WRITTEN REQUEST
Print the line that contains "Every instance of the smiling lips" and every line after it through the last line of the records below, exactly as written and nothing else.

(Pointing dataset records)
- - - - -

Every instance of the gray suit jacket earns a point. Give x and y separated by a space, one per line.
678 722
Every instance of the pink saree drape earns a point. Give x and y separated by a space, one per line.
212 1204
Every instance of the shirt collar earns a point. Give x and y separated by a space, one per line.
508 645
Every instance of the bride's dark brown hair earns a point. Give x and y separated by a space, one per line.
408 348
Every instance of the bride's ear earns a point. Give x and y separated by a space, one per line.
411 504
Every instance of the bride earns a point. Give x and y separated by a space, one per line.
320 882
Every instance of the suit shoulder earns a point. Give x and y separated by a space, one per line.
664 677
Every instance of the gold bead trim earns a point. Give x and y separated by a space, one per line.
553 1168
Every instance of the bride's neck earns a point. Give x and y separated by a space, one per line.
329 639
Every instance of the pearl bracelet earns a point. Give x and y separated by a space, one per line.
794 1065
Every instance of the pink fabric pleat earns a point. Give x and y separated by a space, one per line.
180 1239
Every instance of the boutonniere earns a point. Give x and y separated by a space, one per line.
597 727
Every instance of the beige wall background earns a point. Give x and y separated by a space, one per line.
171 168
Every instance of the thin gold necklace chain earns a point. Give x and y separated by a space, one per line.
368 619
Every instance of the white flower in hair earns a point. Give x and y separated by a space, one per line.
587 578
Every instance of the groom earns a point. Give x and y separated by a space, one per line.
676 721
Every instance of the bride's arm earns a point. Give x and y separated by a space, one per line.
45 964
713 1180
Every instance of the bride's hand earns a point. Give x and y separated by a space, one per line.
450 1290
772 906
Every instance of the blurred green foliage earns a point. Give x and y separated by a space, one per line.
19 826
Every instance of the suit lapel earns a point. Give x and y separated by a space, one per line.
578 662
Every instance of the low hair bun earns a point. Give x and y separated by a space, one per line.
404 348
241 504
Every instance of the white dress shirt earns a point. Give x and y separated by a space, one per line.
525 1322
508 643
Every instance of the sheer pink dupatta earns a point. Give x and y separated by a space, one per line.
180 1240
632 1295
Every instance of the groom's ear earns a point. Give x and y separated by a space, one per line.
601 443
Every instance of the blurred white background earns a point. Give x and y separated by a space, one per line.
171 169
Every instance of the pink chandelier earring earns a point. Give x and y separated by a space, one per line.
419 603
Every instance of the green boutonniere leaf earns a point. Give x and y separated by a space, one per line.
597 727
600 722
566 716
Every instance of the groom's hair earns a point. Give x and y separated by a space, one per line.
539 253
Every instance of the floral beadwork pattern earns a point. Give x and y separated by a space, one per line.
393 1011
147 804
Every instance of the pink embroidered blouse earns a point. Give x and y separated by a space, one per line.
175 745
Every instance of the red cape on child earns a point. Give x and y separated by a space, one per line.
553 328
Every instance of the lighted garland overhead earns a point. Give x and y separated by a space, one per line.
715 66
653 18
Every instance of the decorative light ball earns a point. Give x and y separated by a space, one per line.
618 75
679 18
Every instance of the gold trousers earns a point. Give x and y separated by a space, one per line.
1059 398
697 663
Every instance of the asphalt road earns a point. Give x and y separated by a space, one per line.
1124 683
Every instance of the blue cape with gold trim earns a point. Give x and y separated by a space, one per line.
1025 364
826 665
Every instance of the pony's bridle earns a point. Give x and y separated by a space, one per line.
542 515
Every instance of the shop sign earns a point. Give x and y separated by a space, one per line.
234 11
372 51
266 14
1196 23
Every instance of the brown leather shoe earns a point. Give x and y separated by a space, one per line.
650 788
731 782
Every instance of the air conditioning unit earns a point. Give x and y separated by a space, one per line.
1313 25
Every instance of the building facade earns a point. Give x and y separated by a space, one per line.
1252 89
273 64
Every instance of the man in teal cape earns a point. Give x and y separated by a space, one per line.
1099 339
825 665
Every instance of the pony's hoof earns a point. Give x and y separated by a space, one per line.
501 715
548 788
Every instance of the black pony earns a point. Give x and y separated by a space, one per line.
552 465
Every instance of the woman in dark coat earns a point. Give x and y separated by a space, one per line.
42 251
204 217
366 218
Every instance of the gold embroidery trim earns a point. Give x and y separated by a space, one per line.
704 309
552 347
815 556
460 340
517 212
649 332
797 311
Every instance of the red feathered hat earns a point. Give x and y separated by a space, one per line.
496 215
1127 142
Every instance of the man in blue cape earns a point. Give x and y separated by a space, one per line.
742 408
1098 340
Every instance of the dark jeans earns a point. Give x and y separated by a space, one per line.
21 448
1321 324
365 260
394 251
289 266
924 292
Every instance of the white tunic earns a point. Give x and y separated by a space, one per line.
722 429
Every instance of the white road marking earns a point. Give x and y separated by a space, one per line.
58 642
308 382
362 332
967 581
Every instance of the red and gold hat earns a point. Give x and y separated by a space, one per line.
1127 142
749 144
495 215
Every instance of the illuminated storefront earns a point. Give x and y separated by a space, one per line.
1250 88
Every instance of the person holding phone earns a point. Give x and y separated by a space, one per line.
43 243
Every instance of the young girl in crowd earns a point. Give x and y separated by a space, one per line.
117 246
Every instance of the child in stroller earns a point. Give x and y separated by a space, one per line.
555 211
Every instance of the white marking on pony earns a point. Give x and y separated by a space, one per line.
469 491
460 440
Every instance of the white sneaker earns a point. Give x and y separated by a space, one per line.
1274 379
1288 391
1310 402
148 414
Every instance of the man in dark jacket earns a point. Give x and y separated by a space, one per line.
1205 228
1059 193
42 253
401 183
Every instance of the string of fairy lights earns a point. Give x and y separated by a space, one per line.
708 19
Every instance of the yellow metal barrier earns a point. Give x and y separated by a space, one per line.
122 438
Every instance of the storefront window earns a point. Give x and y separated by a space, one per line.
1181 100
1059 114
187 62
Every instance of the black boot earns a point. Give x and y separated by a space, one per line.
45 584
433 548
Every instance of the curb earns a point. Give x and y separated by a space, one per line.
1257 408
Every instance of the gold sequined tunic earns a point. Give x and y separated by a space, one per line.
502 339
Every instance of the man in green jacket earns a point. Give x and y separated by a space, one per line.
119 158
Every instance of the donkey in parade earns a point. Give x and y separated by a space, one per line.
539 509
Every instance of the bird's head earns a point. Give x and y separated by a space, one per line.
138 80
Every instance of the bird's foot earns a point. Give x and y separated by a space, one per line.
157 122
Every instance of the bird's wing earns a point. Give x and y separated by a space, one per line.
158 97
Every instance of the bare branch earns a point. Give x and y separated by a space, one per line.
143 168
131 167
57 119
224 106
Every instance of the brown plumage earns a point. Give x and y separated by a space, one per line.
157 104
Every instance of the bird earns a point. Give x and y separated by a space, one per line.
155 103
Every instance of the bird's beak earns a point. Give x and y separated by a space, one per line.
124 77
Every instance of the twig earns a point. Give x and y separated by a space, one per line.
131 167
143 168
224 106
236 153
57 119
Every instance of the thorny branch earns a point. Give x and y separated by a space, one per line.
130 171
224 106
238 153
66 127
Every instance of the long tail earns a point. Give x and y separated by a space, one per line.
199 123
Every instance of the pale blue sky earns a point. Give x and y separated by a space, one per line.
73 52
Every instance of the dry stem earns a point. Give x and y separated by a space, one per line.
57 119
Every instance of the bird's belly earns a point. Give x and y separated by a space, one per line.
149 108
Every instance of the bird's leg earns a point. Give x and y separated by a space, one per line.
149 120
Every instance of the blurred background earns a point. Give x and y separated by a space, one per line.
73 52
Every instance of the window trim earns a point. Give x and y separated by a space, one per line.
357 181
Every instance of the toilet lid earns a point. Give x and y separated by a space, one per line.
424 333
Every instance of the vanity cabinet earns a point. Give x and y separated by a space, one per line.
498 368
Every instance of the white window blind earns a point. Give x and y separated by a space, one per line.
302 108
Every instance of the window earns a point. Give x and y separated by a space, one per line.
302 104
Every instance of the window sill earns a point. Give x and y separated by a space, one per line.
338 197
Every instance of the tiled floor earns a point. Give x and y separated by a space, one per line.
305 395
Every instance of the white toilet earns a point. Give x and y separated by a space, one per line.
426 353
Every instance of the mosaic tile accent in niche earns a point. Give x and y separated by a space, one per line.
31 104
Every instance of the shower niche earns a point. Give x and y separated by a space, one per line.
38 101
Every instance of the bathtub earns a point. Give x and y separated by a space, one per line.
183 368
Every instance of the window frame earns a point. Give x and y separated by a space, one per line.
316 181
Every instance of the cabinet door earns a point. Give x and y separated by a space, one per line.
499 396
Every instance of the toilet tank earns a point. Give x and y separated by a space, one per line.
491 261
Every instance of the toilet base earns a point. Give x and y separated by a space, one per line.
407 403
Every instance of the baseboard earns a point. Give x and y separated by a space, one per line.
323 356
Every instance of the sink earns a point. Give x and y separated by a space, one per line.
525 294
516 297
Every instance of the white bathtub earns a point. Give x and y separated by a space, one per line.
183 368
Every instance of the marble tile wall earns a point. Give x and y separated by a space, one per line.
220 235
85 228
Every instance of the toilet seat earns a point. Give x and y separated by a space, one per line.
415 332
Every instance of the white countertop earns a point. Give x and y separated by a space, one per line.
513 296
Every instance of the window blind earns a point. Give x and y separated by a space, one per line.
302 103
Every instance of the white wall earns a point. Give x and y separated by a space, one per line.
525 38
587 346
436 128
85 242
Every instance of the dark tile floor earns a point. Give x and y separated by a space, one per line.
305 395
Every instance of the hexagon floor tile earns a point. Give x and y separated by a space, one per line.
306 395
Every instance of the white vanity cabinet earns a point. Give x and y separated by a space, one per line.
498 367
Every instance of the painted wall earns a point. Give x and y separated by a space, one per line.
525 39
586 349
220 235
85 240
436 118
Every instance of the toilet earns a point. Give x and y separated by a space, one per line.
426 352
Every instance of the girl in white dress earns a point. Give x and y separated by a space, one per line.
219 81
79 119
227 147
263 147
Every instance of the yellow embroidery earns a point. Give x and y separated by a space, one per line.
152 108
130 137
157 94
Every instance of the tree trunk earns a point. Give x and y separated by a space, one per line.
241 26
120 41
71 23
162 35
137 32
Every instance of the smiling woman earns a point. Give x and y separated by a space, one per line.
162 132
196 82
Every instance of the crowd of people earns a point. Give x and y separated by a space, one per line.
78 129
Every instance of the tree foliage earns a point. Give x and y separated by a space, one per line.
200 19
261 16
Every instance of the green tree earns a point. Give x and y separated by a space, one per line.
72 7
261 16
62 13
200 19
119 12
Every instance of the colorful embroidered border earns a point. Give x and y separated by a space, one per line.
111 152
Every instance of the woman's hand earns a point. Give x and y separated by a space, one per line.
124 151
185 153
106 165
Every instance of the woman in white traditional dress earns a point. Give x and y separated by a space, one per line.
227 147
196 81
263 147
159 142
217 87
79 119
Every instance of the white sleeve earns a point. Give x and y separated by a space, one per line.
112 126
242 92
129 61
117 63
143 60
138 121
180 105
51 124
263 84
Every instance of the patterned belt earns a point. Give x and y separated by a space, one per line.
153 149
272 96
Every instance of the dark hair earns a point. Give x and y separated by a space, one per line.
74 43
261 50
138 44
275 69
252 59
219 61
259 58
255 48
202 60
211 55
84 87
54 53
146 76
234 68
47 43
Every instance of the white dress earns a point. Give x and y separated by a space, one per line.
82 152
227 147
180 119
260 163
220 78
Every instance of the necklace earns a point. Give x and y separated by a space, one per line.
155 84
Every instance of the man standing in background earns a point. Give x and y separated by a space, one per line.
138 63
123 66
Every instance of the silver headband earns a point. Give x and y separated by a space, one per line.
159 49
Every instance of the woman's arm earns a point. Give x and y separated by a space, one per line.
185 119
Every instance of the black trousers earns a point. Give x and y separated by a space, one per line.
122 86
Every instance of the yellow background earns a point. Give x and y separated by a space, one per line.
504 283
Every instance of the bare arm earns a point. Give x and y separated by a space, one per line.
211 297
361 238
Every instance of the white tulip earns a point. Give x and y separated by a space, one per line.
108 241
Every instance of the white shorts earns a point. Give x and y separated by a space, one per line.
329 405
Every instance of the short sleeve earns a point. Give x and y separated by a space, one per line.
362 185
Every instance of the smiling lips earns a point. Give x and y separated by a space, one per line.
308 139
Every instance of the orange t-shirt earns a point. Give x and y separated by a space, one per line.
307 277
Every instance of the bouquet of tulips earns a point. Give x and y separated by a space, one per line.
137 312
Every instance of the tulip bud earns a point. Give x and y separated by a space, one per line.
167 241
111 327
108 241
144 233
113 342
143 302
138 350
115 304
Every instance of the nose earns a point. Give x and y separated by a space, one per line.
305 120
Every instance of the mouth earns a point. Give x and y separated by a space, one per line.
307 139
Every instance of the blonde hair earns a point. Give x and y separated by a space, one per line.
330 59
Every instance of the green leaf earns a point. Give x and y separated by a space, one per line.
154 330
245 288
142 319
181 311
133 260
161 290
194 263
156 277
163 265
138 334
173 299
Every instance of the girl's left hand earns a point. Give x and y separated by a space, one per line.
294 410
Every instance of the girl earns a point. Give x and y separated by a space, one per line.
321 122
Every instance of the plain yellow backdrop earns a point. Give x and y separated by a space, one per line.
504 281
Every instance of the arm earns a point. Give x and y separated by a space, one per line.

- - - - -

OUTPUT OF THE TASK
Every instance of the smiling lips earns a point. Give x and y separated by a space, one per line.
308 139
Every instance of the orange t-shirt earns a point. Give x and y separated by a space, one per line.
307 277
Every instance of the bouquet of tulips earns a point. Give x and y separated by a space, one per line.
137 312
Every instance of the tulip bud earns a point. Give x and y separated by a space, one per line.
167 241
111 327
108 241
144 233
113 342
143 302
138 350
115 304
Every instance of the nose earns a point. Give x and y separated by a space, one per line.
305 120
Every instance of the mouth earns a point. Give x and y separated by a space, one per line.
307 139
Every instance of the blonde hair earns a point. Give x and y separated by a space, one per line.
330 59
Every instance of the green leaf earns a point. Give x and y separated by a space, one per line.
154 330
245 288
142 319
181 311
133 260
161 290
194 263
156 277
163 265
138 334
173 299
Every instance of the girl's left hand earns a point. Give x and y separated by a space, one per line.
294 410
Every instance of the girl earns a point. Give x and y separated by a space, one per line.
321 122
Every instance of the plain yellow backdrop earns a point. Give x and y separated by a space, one per line.
504 281
Every instance of the arm earns a point. Give x and y separated by a space, one per line.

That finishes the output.